Object point labels:
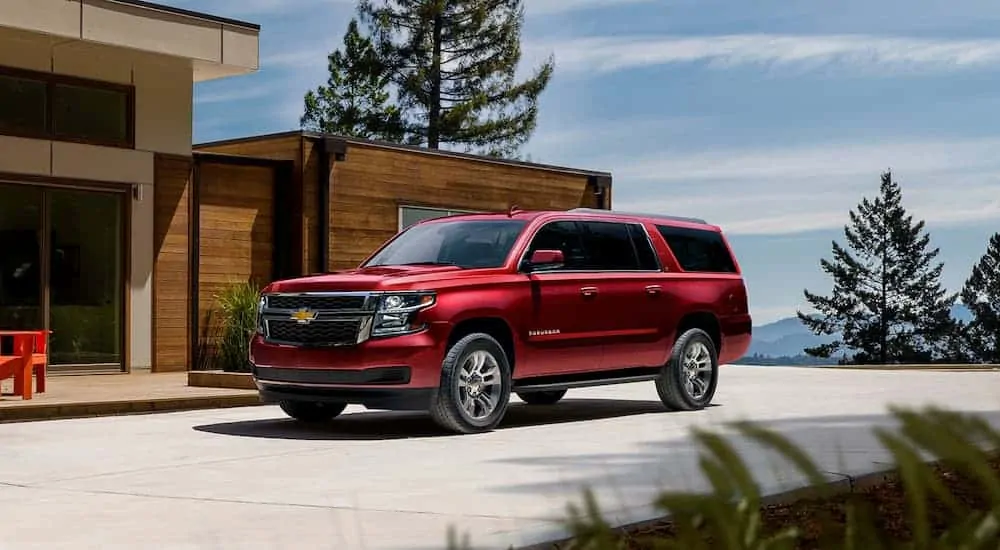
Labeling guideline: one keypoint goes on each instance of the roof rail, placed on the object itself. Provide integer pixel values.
(640, 215)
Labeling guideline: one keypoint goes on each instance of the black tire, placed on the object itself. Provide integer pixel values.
(672, 385)
(312, 413)
(447, 408)
(550, 397)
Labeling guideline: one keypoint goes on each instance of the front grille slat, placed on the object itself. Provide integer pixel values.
(338, 332)
(339, 319)
(317, 302)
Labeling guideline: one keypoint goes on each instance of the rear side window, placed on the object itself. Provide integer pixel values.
(648, 260)
(698, 250)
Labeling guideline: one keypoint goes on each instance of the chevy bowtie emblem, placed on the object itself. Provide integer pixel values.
(304, 316)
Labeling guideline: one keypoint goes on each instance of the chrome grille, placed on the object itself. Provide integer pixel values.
(317, 302)
(317, 319)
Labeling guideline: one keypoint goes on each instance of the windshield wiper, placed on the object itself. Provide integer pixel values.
(430, 263)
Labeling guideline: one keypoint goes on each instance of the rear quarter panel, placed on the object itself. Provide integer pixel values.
(721, 294)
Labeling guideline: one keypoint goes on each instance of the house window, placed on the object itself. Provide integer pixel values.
(409, 215)
(49, 106)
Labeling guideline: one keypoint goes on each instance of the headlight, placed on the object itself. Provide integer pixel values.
(261, 304)
(397, 313)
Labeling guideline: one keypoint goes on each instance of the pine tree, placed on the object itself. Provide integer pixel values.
(356, 100)
(888, 304)
(981, 294)
(453, 69)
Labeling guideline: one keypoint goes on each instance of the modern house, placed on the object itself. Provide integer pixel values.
(95, 111)
(117, 234)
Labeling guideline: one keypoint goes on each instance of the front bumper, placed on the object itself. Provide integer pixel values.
(399, 373)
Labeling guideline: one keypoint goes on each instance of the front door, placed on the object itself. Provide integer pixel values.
(62, 268)
(565, 306)
(632, 306)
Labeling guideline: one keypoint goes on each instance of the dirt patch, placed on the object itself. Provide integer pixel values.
(822, 521)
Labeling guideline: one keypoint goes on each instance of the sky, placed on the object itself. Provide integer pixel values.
(770, 118)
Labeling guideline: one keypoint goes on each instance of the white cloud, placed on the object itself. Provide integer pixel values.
(859, 52)
(233, 95)
(782, 191)
(553, 7)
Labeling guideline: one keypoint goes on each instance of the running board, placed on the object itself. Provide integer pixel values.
(585, 380)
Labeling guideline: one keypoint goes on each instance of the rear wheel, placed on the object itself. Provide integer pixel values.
(475, 386)
(550, 397)
(688, 380)
(304, 411)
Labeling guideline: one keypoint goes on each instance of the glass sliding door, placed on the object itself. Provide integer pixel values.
(21, 288)
(62, 268)
(85, 279)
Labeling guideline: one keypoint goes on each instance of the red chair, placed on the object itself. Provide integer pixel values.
(40, 359)
(19, 366)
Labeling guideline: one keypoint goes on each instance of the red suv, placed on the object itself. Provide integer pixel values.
(454, 314)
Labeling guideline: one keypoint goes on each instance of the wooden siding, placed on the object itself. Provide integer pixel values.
(236, 234)
(368, 187)
(310, 207)
(171, 285)
(299, 151)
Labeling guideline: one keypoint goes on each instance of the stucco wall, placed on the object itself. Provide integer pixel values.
(163, 116)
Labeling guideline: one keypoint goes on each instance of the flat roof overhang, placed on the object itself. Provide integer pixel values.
(217, 47)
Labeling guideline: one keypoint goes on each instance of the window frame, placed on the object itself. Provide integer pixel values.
(579, 223)
(51, 80)
(447, 212)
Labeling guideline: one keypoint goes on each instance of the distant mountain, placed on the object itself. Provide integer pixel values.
(788, 337)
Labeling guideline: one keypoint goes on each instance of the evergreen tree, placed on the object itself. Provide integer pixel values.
(356, 100)
(453, 66)
(981, 294)
(887, 304)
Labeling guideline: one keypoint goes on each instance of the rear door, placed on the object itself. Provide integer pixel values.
(566, 307)
(631, 310)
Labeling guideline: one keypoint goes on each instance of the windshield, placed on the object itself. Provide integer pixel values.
(462, 243)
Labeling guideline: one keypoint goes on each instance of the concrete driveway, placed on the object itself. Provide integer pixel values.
(250, 478)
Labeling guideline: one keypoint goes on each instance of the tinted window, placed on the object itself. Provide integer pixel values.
(41, 106)
(647, 256)
(467, 244)
(89, 113)
(698, 250)
(563, 236)
(609, 247)
(409, 215)
(22, 106)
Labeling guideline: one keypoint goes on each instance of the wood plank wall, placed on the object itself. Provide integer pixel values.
(236, 234)
(371, 183)
(171, 225)
(299, 151)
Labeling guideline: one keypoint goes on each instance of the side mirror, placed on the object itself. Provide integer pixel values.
(546, 258)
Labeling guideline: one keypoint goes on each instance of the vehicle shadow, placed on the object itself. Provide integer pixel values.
(367, 426)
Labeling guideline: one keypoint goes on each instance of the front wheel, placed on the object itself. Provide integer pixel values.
(688, 380)
(312, 412)
(550, 397)
(475, 386)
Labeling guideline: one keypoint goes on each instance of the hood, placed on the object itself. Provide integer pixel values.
(369, 278)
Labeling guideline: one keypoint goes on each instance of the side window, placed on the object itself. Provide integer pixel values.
(643, 248)
(698, 250)
(609, 247)
(563, 236)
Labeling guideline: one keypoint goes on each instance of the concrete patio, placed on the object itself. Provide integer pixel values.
(70, 396)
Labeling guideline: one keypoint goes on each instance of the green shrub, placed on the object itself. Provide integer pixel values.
(729, 516)
(237, 310)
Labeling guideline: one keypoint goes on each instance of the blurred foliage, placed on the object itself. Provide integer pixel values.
(729, 516)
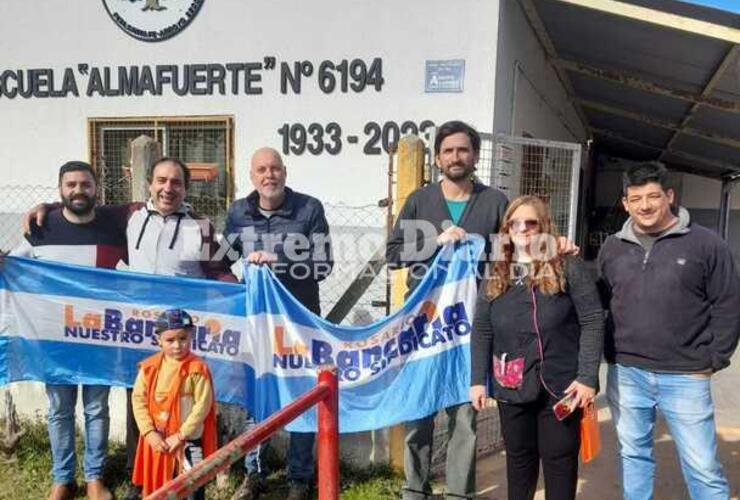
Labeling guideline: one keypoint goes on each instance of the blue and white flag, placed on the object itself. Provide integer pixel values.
(67, 324)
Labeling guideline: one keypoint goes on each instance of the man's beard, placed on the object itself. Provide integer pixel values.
(84, 209)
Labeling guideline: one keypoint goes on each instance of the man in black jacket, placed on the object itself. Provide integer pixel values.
(444, 213)
(286, 230)
(674, 300)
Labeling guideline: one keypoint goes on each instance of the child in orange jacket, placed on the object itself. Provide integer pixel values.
(173, 403)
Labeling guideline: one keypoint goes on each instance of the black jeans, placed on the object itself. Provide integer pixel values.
(532, 433)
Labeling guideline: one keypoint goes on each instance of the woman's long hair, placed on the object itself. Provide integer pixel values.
(546, 273)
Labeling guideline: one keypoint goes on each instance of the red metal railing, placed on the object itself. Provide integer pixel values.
(325, 395)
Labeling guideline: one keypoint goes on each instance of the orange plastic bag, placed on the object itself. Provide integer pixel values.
(590, 437)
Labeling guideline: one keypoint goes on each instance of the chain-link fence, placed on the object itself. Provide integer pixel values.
(357, 233)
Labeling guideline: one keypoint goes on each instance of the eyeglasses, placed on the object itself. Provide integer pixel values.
(523, 224)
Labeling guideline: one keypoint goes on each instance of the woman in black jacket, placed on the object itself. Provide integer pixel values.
(538, 332)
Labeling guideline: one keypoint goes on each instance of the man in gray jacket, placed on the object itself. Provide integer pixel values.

» **Set exercise**:
Each entry shown above must be quoted exactly, with its pictures left out.

» **Worked solution**:
Labeling guideline: one keypoint goes on each instance of the roof rail, placed on the object itself. Provide integer pixel values.
(640, 215)
Labeling guideline: one keypoint goes on each instance of the black tire, placed on the object itself. Provide integer pixel values.
(672, 385)
(312, 413)
(447, 408)
(550, 397)
Labeling guideline: one keypoint goes on each instance of the front grille slat, placed on the object itself. Provide integer pixel values.
(338, 332)
(339, 319)
(317, 302)
Labeling guideline: one keypoint goes on each instance of the rear side window, placed on the object itself. Provide integer pixel values.
(648, 260)
(698, 250)
Labeling guideline: one keypoint goes on each instance of the chevy bowtie emblem, placed on the object itself. Provide integer pixel values.
(304, 316)
Labeling guideline: one keypoint goes on each instance of the chrome grille, placed on the object itself. Provide integer pixel values.
(317, 302)
(317, 319)
Labeling guideline: one keypoint goes on each instance of the windshield wiper, placed on the object itself. Provide integer pixel values.
(430, 263)
Labeling guideline: one keypoint goes on each instance of the rear quarter panel, placed on the object itself. Provide integer pixel values.
(721, 294)
Labeling guideline: one keypoint goes on each instance of the house window, placed on the object itself. Provide integer pixel values.
(409, 215)
(49, 106)
Labeling guideline: one keypoint goes on each instance of the headlight, placed on the object itself. Provide integer pixel values.
(261, 304)
(397, 313)
Labeling guideline: one keypoint goes on each instance of the pine tree, placed on the object itself. Provide integer pixel values.
(356, 100)
(888, 304)
(981, 294)
(453, 69)
Labeling guideline: one keypoint goes on each instance of the modern house, placed on the object itself. Provide integer pixel values.
(95, 111)
(117, 234)
Labeling guideline: one keypoint goes on each instance of the front bumper, placed on the object itself. Provide integer pixel values.
(399, 373)
Labeling guideline: one keypoint goes on each instance of the front door, placed on the object itself. Provide integer pixel values.
(62, 268)
(565, 306)
(632, 306)
Labeling guideline: one keypoint goes on each instance of the dirt patch, placed on the object itself. Provide integer pixel values.
(822, 521)
Labeling guideline: one keypoint goes on each instance of the sky, placed on the object itself. Provide integer pixel values.
(770, 118)
Labeling guideline: one keypoint goes on each instance of the white cloud, placed on the object itself. Provide integer pixel values.
(859, 52)
(233, 95)
(782, 191)
(553, 7)
Labeling guideline: one keypoint goes on each instance of the running board, placed on the object itself. Provide integer pixel values.
(585, 380)
Labeling guideline: one keypoint goes on each instance of the rear wheel, placed on the object itself. Provide integer pixel values.
(475, 386)
(550, 397)
(688, 380)
(304, 411)
Labeling guideline: one keypoint goes on each instance of the glass sliding door, placed on the object itself. Provide integer pixel values.
(21, 288)
(62, 268)
(85, 279)
Labeling guideline: one keypoint goes on each instance of the red chair, placed on the object itself. Provide integer pixel values.
(40, 359)
(19, 366)
Labeling guideline: one keypoint goes on each instance of the red suv, placed on the object itself. Provide integer pixel values.
(454, 314)
Labeling guideline: one keypoint goes on each instance of the wooden siding, placed on the object itself. Provide integer pixel values.
(236, 234)
(368, 187)
(310, 207)
(171, 285)
(299, 151)
Labeling guideline: one keypoint goes on each instance of the stucco wall, placed on the object itself. Provide integer pixel values.
(163, 116)
Labeling guideline: one keypoint goes on each instance of the flat roof overhang, placed on the object itself. Provide integer pixel values.
(217, 47)
Labeling guideline: one keypoint goes on each instance of the window frame, placed on the object itself. Provide integer pixel values.
(579, 223)
(51, 80)
(447, 212)
Labeling guideline: one keypoint goes on each instance of the distant mountain, placed on the object itself. Provide integer pixel values.
(788, 337)
Labeling guideline: one keypoint goes on each instance of the evergreen tree, placed on the object itself. Provide integer pixel values.
(356, 100)
(453, 66)
(981, 294)
(887, 304)
Labeling guideline: one keypoint goes on each instance of the rear door, placed on the object itself. Provide integer pixel values.
(566, 307)
(631, 310)
Labeling guideline: one keypoint goes on each instance of the windshield, placed on the object itself. Provide integer pixel values.
(462, 243)
Labeling guideline: one keypoint goes on each instance of the concrete driveway, placed on the object itself. Provide integer pixel values.
(250, 478)
Labeling guideline: one keypoint goes on each instance of the tinted window, placed on the object itself. Provide integer pixel values.
(41, 106)
(647, 256)
(467, 244)
(89, 113)
(698, 250)
(563, 236)
(609, 247)
(409, 215)
(22, 106)
Labeling guideline: one keypoint goes on each instance of the wood plank wall, placed on the object itself. Provide integer pixel values.
(236, 234)
(371, 183)
(171, 225)
(299, 151)
Labeling guideline: one keypoint goes on each instance of the side mirror, placed on the object itself. Provide integer pixel values.
(546, 258)
Labeling guideline: one keypoint goes on each instance of the vehicle shadow, placed on the object itself. Provide integer pixel values.
(367, 426)
Labeling guideline: one keypoint goes on each instance of the front wheel, placed on the object itself. Provide integer pixel values.
(688, 380)
(312, 412)
(550, 397)
(475, 386)
Labeling guideline: one keypoint goes on each instance of the hood, placed on the object itself. Provide integer pixel values.
(369, 278)
Labeling guideline: one keypoint goes on each instance of the side window, placed on the object itself. Provide integer pixel values.
(643, 248)
(698, 250)
(609, 247)
(563, 236)
Labeling guideline: one keypoint goes on each instance of the concrete patio, placed on the object itself. Provide integer pixel values.
(70, 396)
Labeling guideline: one keypoint goes on each instance of the green shrub, placed on the object itself. Provide integer pixel values.
(729, 516)
(237, 310)
Labeling guideline: one keypoint goes on each instance of the blurred foliage, placed on the object itself. Provide integer pixel values.
(729, 516)
Labeling guideline: one keypoint goes on each instance of the blue and white flag, placed on the object itself. Provide integer pixel values.
(67, 324)
Labeling guideline: one keypoint goes on each instance of the man's beard, placed on the object itself. Provide integer pixel values.
(84, 209)
Labeling guideline: one keypoint goes on each instance of the man in black jacket, placed on the object itself. Provide integer pixel values.
(444, 213)
(286, 230)
(674, 300)
Labeling guideline: one keypoint goes on each instance of the child in orange jacket, placed on the object itself. Provide integer pixel values.
(173, 403)
Labeling guideline: one keypoint goes on each instance of the black jeans, placed on the object itself. Provide integer pixel values.
(532, 433)
Labeling guideline: one keypoint goes on each instance of the woman's long hair, placed on the object itself. Provide integer pixel values.
(546, 273)
Labeling guideline: one keypoint goes on each instance of the red metal railing, placed on the object itself. Provide integer pixel values.
(325, 395)
Labeling guideline: one keypoint goes on each instance of the orange plastic bag, placed on the object itself. Provide integer pixel values.
(590, 437)
Labeling guideline: one keypoint goes on each instance of the chain-link fence, placed on the object itself. Provide integer pixel values.
(357, 233)
Labeling guideline: one keypoint goes on each instance of the eyeglasses, placed on the object itself. Provide integer pixel values.
(523, 224)
Labeling guideline: one keypoint goes on each instance of the woman in black jacket, placed on the object itself. Provide integer pixel values.
(538, 332)
Labeling guideline: one keypoint goes on each instance of the man in gray jacket, placed on the object itself. Provide integer pixel values.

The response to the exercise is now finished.